Labeling and segmentation items ▸
──────────────────────────────

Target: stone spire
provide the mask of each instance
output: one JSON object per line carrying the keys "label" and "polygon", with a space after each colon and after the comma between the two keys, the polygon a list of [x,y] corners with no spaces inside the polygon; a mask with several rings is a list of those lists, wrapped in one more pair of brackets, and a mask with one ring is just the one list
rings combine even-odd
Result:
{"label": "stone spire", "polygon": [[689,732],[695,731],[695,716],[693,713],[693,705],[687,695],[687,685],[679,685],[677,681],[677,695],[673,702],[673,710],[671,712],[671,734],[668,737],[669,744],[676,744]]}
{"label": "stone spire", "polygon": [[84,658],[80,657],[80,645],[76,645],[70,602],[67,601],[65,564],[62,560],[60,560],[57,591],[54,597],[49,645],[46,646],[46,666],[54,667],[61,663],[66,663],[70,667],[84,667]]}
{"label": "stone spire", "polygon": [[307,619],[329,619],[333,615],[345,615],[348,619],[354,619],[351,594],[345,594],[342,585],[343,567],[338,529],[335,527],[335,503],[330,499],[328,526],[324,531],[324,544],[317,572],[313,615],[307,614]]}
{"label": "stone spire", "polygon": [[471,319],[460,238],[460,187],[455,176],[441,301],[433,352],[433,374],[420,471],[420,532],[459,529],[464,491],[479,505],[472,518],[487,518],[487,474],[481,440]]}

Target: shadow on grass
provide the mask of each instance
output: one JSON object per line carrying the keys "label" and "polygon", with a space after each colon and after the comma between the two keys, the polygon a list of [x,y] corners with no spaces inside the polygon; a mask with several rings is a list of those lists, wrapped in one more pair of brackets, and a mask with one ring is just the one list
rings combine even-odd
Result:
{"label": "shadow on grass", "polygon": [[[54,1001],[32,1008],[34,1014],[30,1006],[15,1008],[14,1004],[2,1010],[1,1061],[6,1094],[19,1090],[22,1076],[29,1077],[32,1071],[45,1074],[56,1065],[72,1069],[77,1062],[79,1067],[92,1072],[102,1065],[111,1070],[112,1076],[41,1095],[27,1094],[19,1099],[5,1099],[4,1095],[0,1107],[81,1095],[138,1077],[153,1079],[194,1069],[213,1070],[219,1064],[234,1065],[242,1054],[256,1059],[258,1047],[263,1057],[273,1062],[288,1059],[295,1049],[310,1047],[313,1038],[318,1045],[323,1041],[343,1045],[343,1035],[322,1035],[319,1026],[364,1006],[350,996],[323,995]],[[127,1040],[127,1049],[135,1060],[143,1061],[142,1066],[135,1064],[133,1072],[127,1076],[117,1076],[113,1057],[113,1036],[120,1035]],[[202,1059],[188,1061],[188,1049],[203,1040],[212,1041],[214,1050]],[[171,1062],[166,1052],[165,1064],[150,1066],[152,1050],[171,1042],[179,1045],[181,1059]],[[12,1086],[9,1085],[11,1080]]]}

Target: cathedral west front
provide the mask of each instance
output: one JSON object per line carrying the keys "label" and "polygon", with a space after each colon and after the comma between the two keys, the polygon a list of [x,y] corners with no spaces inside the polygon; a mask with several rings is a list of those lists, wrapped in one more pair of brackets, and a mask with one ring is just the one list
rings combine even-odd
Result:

──────────────────────────────

EXERCISE INSTRUCTIONS ▸
Reproduce all of the items above line for line, without changing anything.

SOLUTION ▸
Target: stone spire
provide the mask of each instance
output: one JSON object per line carrying the keys "label" and "polygon", with a space after each colon and after the comma between the two keys, the polygon a list of [x,y] corners with no spaces inside the polygon; a mask with several rings is a list of those lists, wrapped in one more pair of brackets, and a mask with one ring is just the one list
rings combine even-odd
Result:
{"label": "stone spire", "polygon": [[689,732],[695,731],[695,716],[693,713],[693,705],[687,695],[687,685],[679,685],[677,681],[677,695],[673,702],[673,710],[671,712],[671,734],[668,737],[669,744],[676,744]]}
{"label": "stone spire", "polygon": [[84,658],[80,657],[80,645],[76,645],[70,602],[67,601],[65,564],[62,560],[60,560],[57,591],[54,597],[49,645],[46,646],[46,666],[54,667],[61,663],[66,663],[70,667],[84,667]]}
{"label": "stone spire", "polygon": [[307,619],[329,619],[333,615],[345,615],[348,619],[354,619],[351,594],[345,594],[342,585],[343,567],[338,529],[335,527],[335,503],[330,499],[328,526],[324,531],[324,544],[317,572],[313,615],[307,614]]}
{"label": "stone spire", "polygon": [[471,319],[460,238],[460,187],[455,176],[441,301],[433,352],[433,374],[420,471],[420,532],[459,529],[464,491],[479,505],[472,518],[487,518],[487,474],[481,440]]}

Target: shadow on grass
provide the mask of each instance
output: one JSON object per line carrying the keys "label" and "polygon", with a space after each colon and after the comma between the two keys, the polygon a list of [x,y] corners with no spaces inside the polygon; a mask with several rings is a list of those lists, wrapped in one more pair of brackets, and a mask with one ring is just the one list
rings combine even-odd
Result:
{"label": "shadow on grass", "polygon": [[[54,1001],[32,1008],[34,1014],[30,1006],[15,1008],[14,1004],[2,1010],[1,1061],[6,1094],[19,1090],[22,1076],[29,1077],[32,1071],[45,1074],[56,1065],[72,1069],[77,1062],[79,1067],[92,1072],[102,1065],[111,1070],[112,1076],[41,1095],[27,1094],[19,1099],[5,1099],[4,1095],[0,1107],[81,1095],[138,1077],[153,1079],[194,1069],[213,1070],[219,1064],[234,1065],[242,1054],[256,1059],[258,1047],[263,1057],[273,1062],[288,1059],[295,1049],[310,1047],[313,1038],[318,1045],[323,1041],[343,1045],[343,1035],[322,1035],[319,1026],[364,1006],[350,996],[323,995]],[[127,1040],[127,1049],[135,1060],[143,1061],[142,1066],[135,1064],[133,1072],[127,1076],[117,1076],[113,1057],[113,1036],[120,1035]],[[202,1059],[188,1061],[188,1049],[203,1040],[212,1041],[214,1050]],[[171,1062],[166,1052],[165,1064],[150,1066],[152,1050],[171,1042],[179,1045],[181,1059]],[[12,1086],[9,1085],[11,1080]]]}

Target: cathedral west front
provide the mask of each instance
output: one JSON object per line carrying the keys "label" and "polygon", with a space after each colon and after the comma between the two keys, the polygon a list of [x,y] corners with no spaces inside the polygon; a mask with several rings is a list of those lists, wrapped in one more pair of brackets, and a mask with one ring is just the one list
rings combine even-odd
Result:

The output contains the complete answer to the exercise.